Records provided
■ ■ ■

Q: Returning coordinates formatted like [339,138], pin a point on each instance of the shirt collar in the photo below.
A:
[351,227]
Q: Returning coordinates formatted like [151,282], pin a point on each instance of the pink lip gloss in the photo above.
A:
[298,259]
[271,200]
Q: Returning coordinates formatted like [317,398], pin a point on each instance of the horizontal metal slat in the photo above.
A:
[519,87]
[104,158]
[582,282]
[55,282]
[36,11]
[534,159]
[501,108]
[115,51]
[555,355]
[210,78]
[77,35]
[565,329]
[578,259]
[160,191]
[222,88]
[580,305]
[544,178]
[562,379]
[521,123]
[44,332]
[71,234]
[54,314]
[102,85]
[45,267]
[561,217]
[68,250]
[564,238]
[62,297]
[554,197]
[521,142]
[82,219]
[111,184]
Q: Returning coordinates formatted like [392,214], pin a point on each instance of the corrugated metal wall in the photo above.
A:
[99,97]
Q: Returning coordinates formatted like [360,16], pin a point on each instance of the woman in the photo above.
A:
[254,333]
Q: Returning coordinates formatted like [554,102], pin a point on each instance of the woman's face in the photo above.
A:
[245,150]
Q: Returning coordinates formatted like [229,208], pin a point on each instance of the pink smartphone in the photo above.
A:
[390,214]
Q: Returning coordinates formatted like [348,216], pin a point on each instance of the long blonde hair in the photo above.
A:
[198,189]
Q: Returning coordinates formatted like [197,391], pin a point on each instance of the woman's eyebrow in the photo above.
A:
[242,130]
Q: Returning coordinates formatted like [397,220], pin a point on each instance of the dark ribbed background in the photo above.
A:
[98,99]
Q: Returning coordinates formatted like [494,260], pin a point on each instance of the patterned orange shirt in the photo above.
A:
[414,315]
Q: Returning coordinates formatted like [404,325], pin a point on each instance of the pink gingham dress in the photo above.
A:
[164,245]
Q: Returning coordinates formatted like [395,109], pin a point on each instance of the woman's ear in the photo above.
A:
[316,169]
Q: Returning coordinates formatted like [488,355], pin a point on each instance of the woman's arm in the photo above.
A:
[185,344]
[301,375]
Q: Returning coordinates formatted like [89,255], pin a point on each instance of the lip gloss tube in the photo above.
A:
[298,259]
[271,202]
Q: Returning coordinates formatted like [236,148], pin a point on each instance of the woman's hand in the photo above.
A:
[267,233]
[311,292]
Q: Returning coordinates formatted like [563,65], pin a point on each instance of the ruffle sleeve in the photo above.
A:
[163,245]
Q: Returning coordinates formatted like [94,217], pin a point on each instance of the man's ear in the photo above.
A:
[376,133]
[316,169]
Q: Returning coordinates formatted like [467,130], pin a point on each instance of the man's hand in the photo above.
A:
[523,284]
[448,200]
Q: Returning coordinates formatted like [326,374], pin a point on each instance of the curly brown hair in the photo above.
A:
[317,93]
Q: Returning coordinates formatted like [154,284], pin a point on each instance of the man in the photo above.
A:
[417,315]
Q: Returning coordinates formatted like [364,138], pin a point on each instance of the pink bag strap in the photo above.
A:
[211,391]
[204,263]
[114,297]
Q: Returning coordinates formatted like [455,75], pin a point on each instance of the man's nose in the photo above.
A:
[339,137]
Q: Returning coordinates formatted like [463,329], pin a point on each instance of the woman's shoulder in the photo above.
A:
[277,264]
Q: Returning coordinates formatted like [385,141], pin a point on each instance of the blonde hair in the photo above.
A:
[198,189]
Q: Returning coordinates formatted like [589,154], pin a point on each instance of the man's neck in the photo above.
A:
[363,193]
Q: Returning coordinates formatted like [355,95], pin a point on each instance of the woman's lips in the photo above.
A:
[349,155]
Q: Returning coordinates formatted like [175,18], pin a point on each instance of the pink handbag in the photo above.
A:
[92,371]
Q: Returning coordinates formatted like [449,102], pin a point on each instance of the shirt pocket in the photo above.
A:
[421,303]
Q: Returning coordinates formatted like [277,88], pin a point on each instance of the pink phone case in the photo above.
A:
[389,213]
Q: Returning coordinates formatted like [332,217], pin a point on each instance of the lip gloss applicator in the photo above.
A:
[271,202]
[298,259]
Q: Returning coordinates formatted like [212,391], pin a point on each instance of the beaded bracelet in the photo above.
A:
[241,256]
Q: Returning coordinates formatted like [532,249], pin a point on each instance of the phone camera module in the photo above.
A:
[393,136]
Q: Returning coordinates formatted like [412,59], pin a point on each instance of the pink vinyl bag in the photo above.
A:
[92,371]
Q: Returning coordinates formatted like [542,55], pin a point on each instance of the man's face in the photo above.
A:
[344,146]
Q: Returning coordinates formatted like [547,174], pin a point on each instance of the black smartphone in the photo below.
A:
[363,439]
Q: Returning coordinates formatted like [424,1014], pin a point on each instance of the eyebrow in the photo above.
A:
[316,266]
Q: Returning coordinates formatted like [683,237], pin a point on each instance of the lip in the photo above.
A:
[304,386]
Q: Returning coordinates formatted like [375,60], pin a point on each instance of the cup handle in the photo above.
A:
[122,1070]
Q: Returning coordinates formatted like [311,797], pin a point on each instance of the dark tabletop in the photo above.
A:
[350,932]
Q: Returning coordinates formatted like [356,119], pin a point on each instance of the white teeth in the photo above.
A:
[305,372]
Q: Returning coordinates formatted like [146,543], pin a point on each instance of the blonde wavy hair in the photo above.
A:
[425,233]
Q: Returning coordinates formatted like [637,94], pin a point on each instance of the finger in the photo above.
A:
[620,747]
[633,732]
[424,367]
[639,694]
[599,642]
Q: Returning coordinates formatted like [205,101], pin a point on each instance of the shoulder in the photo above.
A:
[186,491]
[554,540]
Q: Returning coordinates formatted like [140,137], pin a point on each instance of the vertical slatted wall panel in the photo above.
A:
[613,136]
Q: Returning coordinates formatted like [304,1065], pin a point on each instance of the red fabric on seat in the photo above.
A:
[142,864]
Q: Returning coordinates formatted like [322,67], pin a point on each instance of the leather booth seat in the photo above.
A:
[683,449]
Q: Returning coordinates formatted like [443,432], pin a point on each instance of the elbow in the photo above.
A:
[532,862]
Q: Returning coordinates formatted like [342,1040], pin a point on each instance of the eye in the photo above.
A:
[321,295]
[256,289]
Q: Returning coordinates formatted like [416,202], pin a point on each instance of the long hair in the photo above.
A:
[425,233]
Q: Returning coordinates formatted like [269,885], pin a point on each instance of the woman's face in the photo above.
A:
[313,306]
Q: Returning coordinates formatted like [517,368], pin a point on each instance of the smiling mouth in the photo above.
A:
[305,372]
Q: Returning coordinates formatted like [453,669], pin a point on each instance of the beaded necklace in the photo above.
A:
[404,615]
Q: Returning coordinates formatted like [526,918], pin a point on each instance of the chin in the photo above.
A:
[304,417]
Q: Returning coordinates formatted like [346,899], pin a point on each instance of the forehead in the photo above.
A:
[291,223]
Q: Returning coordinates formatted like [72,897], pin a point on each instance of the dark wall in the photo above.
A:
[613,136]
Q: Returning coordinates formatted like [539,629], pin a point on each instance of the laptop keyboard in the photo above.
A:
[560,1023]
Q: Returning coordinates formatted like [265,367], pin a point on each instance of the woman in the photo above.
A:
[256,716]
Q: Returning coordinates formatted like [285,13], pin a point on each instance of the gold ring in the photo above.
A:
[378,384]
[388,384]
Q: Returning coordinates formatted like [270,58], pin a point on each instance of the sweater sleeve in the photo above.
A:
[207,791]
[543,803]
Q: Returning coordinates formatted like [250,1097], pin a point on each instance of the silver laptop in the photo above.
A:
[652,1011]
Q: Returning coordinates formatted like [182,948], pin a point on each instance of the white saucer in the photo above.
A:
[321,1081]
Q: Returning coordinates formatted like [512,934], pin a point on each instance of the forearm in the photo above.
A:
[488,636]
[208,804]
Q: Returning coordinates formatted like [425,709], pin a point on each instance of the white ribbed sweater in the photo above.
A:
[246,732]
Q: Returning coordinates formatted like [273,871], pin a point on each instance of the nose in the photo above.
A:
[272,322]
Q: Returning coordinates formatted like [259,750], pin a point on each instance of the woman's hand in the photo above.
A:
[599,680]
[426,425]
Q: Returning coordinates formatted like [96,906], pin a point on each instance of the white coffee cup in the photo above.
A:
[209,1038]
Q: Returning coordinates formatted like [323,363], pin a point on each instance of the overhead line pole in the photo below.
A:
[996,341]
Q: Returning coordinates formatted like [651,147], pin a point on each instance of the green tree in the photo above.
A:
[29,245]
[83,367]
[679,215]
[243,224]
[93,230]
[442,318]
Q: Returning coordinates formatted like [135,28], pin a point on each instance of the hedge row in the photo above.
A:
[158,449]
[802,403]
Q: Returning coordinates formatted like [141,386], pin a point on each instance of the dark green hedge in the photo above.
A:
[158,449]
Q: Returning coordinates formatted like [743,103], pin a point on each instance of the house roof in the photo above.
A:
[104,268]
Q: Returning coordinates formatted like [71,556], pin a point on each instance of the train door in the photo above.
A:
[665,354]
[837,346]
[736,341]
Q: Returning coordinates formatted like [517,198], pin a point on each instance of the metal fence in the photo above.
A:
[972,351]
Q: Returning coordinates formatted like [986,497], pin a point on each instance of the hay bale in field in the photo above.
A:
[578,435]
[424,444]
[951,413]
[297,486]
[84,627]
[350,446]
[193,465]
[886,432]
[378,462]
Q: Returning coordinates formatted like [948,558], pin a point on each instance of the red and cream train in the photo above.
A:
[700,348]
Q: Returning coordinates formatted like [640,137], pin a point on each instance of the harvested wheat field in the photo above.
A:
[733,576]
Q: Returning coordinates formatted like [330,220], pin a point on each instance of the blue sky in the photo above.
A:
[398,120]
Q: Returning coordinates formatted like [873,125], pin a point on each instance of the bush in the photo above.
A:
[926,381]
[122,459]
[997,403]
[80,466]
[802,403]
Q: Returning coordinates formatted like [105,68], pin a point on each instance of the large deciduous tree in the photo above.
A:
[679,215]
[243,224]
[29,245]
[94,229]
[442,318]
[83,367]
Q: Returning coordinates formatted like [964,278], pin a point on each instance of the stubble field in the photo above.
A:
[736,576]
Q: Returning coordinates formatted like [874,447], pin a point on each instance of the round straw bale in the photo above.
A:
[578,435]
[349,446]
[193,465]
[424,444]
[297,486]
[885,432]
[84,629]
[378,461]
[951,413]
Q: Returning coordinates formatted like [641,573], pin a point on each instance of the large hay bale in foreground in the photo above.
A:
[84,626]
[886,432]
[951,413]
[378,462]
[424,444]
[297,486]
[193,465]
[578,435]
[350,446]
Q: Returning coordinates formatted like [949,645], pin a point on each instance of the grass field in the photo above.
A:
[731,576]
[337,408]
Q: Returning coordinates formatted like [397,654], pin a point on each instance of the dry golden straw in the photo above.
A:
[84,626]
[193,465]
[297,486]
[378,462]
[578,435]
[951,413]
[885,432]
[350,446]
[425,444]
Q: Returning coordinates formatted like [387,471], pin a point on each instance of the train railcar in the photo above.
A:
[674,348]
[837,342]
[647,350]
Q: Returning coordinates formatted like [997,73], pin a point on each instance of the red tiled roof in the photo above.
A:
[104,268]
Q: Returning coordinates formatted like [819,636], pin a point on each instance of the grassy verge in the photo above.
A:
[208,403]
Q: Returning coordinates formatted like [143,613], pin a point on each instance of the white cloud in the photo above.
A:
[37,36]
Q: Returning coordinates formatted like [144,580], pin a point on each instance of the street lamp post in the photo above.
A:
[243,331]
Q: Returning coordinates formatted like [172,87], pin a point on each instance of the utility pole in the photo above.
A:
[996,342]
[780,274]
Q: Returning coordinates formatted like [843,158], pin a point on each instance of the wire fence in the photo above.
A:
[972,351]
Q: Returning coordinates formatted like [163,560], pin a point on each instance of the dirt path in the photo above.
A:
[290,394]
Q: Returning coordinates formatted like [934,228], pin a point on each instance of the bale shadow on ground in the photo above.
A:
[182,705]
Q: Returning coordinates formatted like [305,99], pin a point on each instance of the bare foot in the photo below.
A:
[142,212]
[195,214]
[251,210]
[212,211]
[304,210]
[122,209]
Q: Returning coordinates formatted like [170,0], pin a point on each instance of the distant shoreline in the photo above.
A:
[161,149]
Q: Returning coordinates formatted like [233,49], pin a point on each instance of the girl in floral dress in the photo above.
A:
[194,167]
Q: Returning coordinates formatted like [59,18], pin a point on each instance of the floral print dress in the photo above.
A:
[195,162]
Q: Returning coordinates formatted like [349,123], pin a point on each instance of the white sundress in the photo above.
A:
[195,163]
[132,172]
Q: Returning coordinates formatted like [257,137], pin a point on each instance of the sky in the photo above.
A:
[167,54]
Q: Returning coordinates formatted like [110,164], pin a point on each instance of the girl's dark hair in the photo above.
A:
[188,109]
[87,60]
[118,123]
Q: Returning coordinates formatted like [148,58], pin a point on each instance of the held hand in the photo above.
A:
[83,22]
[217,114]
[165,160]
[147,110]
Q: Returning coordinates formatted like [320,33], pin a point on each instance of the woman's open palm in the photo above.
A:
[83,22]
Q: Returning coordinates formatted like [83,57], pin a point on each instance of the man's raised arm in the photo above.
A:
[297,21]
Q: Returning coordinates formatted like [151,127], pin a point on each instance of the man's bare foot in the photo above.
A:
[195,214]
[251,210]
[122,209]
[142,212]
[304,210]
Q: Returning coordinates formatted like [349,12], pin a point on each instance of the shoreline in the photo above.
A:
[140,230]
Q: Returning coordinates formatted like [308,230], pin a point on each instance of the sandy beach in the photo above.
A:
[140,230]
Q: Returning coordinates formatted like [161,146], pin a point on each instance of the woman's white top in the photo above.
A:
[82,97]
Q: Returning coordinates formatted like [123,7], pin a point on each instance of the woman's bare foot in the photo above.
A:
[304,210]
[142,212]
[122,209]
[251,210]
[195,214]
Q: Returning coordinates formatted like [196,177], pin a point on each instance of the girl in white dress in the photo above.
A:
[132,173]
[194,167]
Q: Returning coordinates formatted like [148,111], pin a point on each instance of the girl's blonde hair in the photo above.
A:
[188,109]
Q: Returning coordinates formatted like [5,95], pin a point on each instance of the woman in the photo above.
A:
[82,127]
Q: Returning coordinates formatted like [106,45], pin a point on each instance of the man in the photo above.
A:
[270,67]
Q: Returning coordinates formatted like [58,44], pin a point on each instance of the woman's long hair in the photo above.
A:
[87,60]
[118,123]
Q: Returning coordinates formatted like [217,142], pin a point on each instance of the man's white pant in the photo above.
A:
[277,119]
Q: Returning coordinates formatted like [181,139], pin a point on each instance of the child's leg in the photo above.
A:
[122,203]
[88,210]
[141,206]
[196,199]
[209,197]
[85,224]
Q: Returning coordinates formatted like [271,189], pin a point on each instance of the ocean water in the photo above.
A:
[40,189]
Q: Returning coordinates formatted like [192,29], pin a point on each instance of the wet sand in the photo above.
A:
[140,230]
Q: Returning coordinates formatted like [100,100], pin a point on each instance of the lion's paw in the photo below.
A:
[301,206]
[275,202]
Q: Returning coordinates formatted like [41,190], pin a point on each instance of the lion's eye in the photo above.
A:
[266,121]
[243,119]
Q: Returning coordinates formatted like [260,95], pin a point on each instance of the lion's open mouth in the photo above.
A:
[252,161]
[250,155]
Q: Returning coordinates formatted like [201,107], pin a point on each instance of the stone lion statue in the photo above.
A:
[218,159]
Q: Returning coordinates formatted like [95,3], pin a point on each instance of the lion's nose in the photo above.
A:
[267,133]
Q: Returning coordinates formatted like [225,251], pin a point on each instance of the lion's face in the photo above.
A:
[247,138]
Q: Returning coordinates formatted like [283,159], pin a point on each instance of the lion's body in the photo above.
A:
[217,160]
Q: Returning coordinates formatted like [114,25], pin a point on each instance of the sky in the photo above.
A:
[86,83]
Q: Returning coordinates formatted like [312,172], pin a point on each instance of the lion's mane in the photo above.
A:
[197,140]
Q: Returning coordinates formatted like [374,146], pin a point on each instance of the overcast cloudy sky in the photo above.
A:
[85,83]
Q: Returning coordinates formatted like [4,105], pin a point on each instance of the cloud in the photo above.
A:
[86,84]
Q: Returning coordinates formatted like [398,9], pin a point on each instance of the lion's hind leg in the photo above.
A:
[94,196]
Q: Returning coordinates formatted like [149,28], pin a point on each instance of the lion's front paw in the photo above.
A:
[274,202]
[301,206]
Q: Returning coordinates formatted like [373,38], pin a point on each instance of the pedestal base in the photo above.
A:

■ ■ ■

Required work
A complete answer reproduces every line of the records in which the word "seat" occurs.

Task solution
Q: Returning coordinates formatted like [304,1065], pin a point on each instance of the red fabric on seat in the photo above.
Q: Returning coordinates formatted like [322,67], pin a point on each instance of the leather booth seat in the photo above.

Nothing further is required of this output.